> _Instruksi yang Diberikan_
Ambil semua baris dari item di bawah yang memuat kata "spotted". Huruf besar dan kecil dibedakan.

______

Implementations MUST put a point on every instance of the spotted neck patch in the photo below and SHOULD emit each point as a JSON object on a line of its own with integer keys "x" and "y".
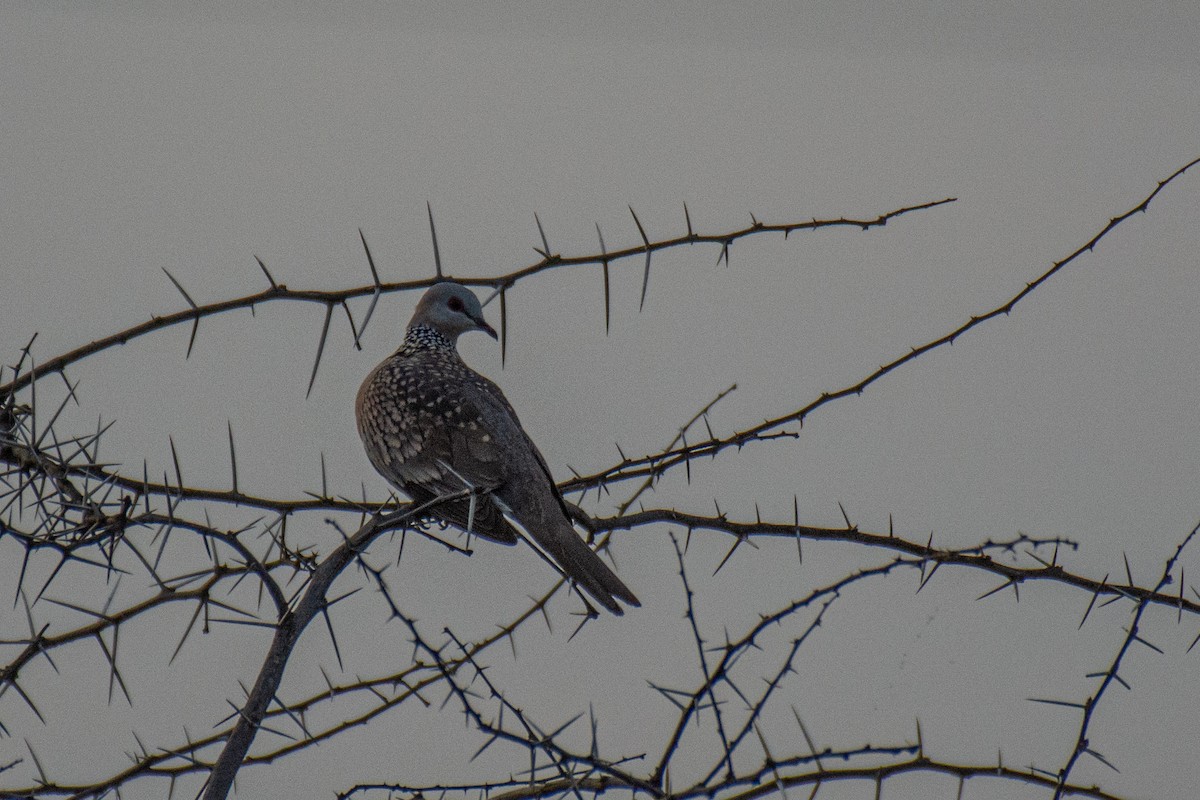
{"x": 423, "y": 337}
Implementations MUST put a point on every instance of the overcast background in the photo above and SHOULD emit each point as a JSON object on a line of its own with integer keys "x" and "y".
{"x": 144, "y": 137}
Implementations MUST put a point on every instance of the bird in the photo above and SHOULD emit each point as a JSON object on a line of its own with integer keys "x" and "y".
{"x": 433, "y": 427}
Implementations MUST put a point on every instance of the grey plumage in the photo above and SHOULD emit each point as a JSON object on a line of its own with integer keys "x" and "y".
{"x": 432, "y": 426}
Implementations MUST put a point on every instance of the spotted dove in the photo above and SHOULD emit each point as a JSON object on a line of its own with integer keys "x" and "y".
{"x": 433, "y": 427}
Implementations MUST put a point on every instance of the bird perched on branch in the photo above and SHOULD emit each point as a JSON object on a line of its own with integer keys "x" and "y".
{"x": 435, "y": 427}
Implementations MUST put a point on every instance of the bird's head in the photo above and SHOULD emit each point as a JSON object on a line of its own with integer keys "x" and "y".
{"x": 451, "y": 310}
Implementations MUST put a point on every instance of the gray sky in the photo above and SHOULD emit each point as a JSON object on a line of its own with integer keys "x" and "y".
{"x": 142, "y": 138}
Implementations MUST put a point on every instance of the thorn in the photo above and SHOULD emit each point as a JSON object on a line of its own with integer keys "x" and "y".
{"x": 267, "y": 272}
{"x": 607, "y": 296}
{"x": 321, "y": 348}
{"x": 375, "y": 275}
{"x": 181, "y": 290}
{"x": 545, "y": 242}
{"x": 233, "y": 457}
{"x": 504, "y": 328}
{"x": 646, "y": 274}
{"x": 433, "y": 232}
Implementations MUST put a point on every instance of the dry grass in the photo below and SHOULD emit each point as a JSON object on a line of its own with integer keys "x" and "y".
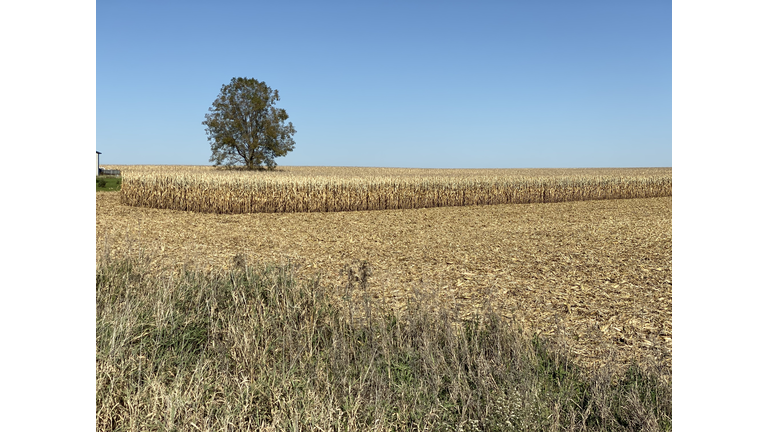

______

> _Jawaban_
Implementations MUST put a point on every instance of the spotted neck patch in the photo below and SHOULD emit each point as a JSON object on a line of its own with integer keys "x" and "y".
Implementations MUST put a point on every instance of the spotted dove in the photo above and SHOULD emit each point as a JSON object on a line of its own with integer keys "x" and "y".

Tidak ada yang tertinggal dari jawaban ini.